Without the images, write out all of the following entries exactly.

Information given:
-------
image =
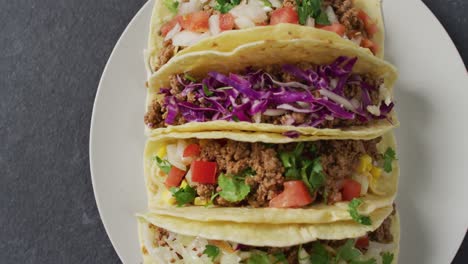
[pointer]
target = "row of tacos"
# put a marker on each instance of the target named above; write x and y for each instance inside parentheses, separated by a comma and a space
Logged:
(269, 128)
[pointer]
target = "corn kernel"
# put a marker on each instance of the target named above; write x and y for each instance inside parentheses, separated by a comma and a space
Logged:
(365, 164)
(199, 201)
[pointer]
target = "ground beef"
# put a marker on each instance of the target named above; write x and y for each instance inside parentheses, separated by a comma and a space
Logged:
(339, 159)
(383, 234)
(166, 53)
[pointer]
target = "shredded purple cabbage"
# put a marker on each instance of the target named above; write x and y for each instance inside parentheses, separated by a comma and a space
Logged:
(246, 97)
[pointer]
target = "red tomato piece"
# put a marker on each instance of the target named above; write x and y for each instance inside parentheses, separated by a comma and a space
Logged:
(226, 21)
(175, 177)
(295, 194)
(351, 189)
(168, 26)
(371, 27)
(196, 22)
(367, 43)
(362, 242)
(335, 27)
(191, 150)
(284, 15)
(203, 172)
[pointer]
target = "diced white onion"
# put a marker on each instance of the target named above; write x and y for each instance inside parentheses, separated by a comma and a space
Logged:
(214, 25)
(173, 157)
(310, 22)
(252, 10)
(338, 99)
(176, 29)
(187, 38)
(189, 7)
(331, 15)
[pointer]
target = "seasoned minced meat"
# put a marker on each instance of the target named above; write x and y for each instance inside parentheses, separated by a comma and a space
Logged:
(383, 234)
(233, 157)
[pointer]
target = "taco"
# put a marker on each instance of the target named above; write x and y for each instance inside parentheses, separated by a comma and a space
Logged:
(179, 27)
(243, 180)
(306, 86)
(170, 240)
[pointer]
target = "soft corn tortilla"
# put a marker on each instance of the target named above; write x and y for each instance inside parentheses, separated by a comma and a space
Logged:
(258, 54)
(229, 40)
(267, 234)
(320, 213)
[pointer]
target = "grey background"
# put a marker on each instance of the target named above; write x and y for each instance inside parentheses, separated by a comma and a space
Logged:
(52, 53)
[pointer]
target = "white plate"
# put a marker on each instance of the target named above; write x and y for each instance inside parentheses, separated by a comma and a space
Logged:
(432, 99)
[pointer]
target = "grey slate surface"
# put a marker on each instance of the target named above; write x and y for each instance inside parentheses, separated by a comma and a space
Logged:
(52, 53)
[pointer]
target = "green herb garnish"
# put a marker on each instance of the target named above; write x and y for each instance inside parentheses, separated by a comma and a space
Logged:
(211, 251)
(389, 157)
(206, 91)
(184, 195)
(172, 5)
(313, 9)
(232, 189)
(387, 258)
(225, 6)
(353, 211)
(164, 165)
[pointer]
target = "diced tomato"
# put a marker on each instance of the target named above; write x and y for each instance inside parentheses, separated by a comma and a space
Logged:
(284, 15)
(351, 189)
(335, 27)
(175, 177)
(367, 43)
(371, 27)
(362, 242)
(191, 150)
(295, 194)
(196, 22)
(168, 26)
(226, 21)
(203, 171)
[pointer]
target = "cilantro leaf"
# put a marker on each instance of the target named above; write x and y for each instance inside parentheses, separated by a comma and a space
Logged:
(164, 165)
(259, 258)
(225, 6)
(389, 157)
(206, 91)
(353, 211)
(313, 9)
(183, 195)
(280, 258)
(387, 258)
(319, 254)
(189, 77)
(232, 189)
(312, 174)
(172, 5)
(211, 251)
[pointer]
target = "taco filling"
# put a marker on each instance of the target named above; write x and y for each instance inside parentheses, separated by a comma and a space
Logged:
(194, 20)
(233, 173)
(306, 95)
(169, 247)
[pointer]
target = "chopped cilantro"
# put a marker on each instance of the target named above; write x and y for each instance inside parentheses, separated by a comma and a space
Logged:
(353, 211)
(389, 157)
(311, 8)
(184, 195)
(172, 5)
(225, 6)
(232, 189)
(164, 165)
(206, 91)
(387, 258)
(211, 251)
(189, 77)
(312, 174)
(259, 258)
-------
Reply to the task:
image =
[pointer]
target = "row of tacos"
# put a marker on each instance of the target named above; write x and y for each instance inside parentheses, separated by a comma and a space
Logged:
(269, 128)
[pointer]
target = "corn kernel"
# put a marker on each instance of the target named above; write x and y for each instance inside parentheses, separated by a comma and a space
Logged:
(365, 164)
(199, 201)
[pointer]
target = "ground beef"
# put a marker on each instance of the target named above; write x and y for each instance inside parentheses, separated by a comma and a space
Logged:
(339, 159)
(383, 234)
(166, 53)
[pointer]
target = "shredded purple cabbage"
# put a marker on each instance of the target named above; write x and y for each instance inside parentheses, separated by a comma and a space
Logged:
(246, 97)
[pointer]
target = "red tomato piece"
# put a marker on each instance of the target named above; write x and y for each instance inside parentheses, separated by a comma and a space
Logged:
(226, 21)
(175, 177)
(295, 194)
(351, 189)
(168, 26)
(371, 27)
(196, 22)
(367, 43)
(362, 242)
(335, 27)
(191, 150)
(284, 15)
(203, 172)
[pointer]
target = "diced white onion"
# put a marker on each instance of the target named above; write x and y for each instance inside parentheses, separated by a comma and a space
Logged:
(214, 25)
(173, 157)
(310, 22)
(252, 10)
(338, 99)
(176, 29)
(187, 38)
(189, 7)
(331, 15)
[pointer]
target = "seasoned minced meat"
# put a marker on each instance of the target named above; write x and y for each instance inside parentheses, separated by a comma and a space
Logged:
(383, 234)
(233, 157)
[pointer]
target = "taco"
# put a marker on each instance of the target named above; write x and y for each instance inside parentheses, separated by a comma and a space
Logged:
(179, 27)
(243, 180)
(306, 86)
(170, 240)
[pointer]
target = "soft corn tortilla"
# put a marker on each instance of the target named above; write x and y for each instance inside parentheses, separated by a comma and a space
Logged:
(258, 54)
(229, 40)
(267, 234)
(320, 213)
[pointer]
target = "grey background"
# put a marker on each instance of the target named above; write x and y for each instance inside parentheses, separated by a comma and a space
Logged:
(52, 53)
[pointer]
target = "white plate"
# put a marker on each instance of the target named above; write x and y for each instance inside parentheses, separated by a comma and a space
Logged:
(432, 99)
[pointer]
target = "grey slate surface"
# put a marker on each instance of the target named above; write x and y for each instance inside parentheses, separated by a comma and a space
Logged:
(52, 53)
[pointer]
target = "green herb garnish"
# put a marker on each instance of the target named above; write x and y for each instance inside parentheses, separated by a comma and a space
Logged:
(211, 251)
(389, 157)
(206, 91)
(184, 195)
(172, 5)
(313, 9)
(232, 189)
(387, 258)
(225, 6)
(353, 211)
(164, 165)
[pointer]
target = "diced tomato"
# put a marker on each instance of the target named above; write x and y for each instance inside parentheses, separated by a comma and a space
Logged:
(284, 15)
(351, 189)
(335, 27)
(175, 177)
(367, 43)
(371, 27)
(362, 242)
(191, 150)
(295, 194)
(196, 22)
(168, 26)
(226, 21)
(203, 171)
[pointer]
target = "cilantro leaf"
# put a marker on each instance of the target named above; write x and y for each instance inside parentheses, separated by a comma and a space
Logged:
(164, 165)
(259, 258)
(225, 6)
(389, 157)
(206, 91)
(353, 211)
(313, 9)
(183, 195)
(280, 258)
(387, 258)
(319, 254)
(189, 77)
(232, 189)
(312, 174)
(172, 5)
(211, 251)
[pointer]
target = "taco filling"
# put a marker on each instance of the target named above; write x and y for each instance inside parentheses, separated by a comma and a space
Logged:
(194, 20)
(233, 173)
(306, 95)
(169, 247)
[pointer]
target = "chopped cilantro"
# put a marker on each instance of the target named above; write x and y for each instance inside parentheses, separated by a comma and a space
Logged:
(353, 211)
(389, 157)
(311, 8)
(184, 195)
(172, 5)
(225, 6)
(232, 189)
(164, 165)
(206, 91)
(387, 258)
(211, 251)
(189, 77)
(312, 174)
(259, 258)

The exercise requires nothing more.